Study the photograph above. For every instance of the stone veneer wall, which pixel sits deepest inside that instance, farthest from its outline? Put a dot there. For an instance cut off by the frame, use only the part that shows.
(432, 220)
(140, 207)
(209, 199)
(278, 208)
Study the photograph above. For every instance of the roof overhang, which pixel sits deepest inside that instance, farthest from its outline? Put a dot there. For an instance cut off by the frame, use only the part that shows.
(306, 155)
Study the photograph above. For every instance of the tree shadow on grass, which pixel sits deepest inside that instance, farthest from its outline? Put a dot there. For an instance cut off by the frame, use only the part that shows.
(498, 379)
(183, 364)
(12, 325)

* * *

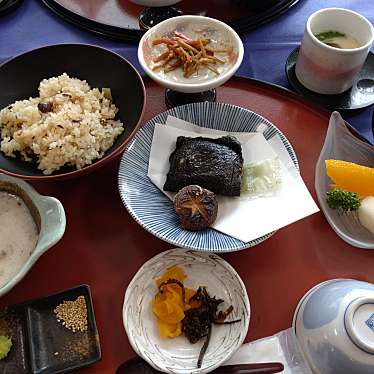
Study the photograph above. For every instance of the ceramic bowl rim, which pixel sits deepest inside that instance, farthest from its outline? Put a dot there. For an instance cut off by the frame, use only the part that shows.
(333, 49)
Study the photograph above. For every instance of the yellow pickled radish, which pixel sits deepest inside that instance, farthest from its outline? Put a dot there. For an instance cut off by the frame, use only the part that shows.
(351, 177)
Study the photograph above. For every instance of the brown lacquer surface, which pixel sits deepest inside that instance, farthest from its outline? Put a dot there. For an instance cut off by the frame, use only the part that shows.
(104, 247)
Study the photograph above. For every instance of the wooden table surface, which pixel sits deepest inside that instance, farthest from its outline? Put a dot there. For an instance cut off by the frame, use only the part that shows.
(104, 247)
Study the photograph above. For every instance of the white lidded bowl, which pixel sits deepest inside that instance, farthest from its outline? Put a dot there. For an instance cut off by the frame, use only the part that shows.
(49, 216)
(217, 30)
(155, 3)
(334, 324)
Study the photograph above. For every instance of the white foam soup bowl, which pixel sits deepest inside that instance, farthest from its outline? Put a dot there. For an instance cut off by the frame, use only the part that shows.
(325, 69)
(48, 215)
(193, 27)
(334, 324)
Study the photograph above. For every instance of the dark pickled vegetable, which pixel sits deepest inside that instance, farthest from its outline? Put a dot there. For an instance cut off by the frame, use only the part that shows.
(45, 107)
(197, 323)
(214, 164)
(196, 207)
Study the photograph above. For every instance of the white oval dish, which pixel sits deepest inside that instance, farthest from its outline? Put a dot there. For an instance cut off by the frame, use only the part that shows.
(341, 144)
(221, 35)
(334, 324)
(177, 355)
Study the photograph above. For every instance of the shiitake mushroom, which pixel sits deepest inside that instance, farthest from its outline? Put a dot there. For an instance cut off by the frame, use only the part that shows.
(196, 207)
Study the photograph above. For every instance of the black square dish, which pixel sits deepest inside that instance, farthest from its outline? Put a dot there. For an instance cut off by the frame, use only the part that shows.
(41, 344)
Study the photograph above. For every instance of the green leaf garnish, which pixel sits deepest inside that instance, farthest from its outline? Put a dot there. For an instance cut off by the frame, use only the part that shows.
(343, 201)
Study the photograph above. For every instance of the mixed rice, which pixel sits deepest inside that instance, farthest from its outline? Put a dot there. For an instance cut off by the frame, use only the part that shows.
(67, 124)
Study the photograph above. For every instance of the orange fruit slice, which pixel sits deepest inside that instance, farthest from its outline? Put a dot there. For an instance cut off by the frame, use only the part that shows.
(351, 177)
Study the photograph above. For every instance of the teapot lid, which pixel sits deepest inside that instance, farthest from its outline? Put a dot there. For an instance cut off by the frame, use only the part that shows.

- [Aim]
Gather every line from the items above that contains the word "surface", and copy each one in full. Match case exactly.

- [Solution]
Study the photograph above. For every instance of the brown lacquer surface, which pixel sits deepest inside that instance, farthest from its outline? Put a dot there. For an instance cut off by the frame, use only the part that shows.
Study the photograph above. For every instance of the wooden table surface, which pixel sits deepest inside that instance, farthest from its outline? Put a dot there. For an instance cut off by the frame, use only the part that shows.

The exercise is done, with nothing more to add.